** WORK TO COMPLETE **
Pull out each line of the material below that contains the word "light", and copy those lines in full. The match is case-sensitive.

** DATA TO USE **

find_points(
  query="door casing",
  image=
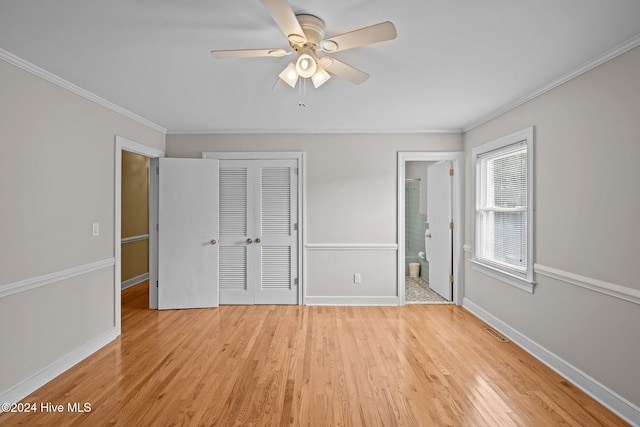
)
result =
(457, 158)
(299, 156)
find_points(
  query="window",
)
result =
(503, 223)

...

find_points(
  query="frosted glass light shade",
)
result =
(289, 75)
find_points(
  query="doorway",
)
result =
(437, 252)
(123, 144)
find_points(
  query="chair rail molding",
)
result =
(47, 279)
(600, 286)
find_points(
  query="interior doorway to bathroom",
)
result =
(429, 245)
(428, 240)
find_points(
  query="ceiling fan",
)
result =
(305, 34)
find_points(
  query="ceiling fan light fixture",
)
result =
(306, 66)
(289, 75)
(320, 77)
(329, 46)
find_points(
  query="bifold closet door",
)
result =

** EXERCISE SOLUTION **
  query="frosted glass light shade",
  query="ceiling fan light fixture",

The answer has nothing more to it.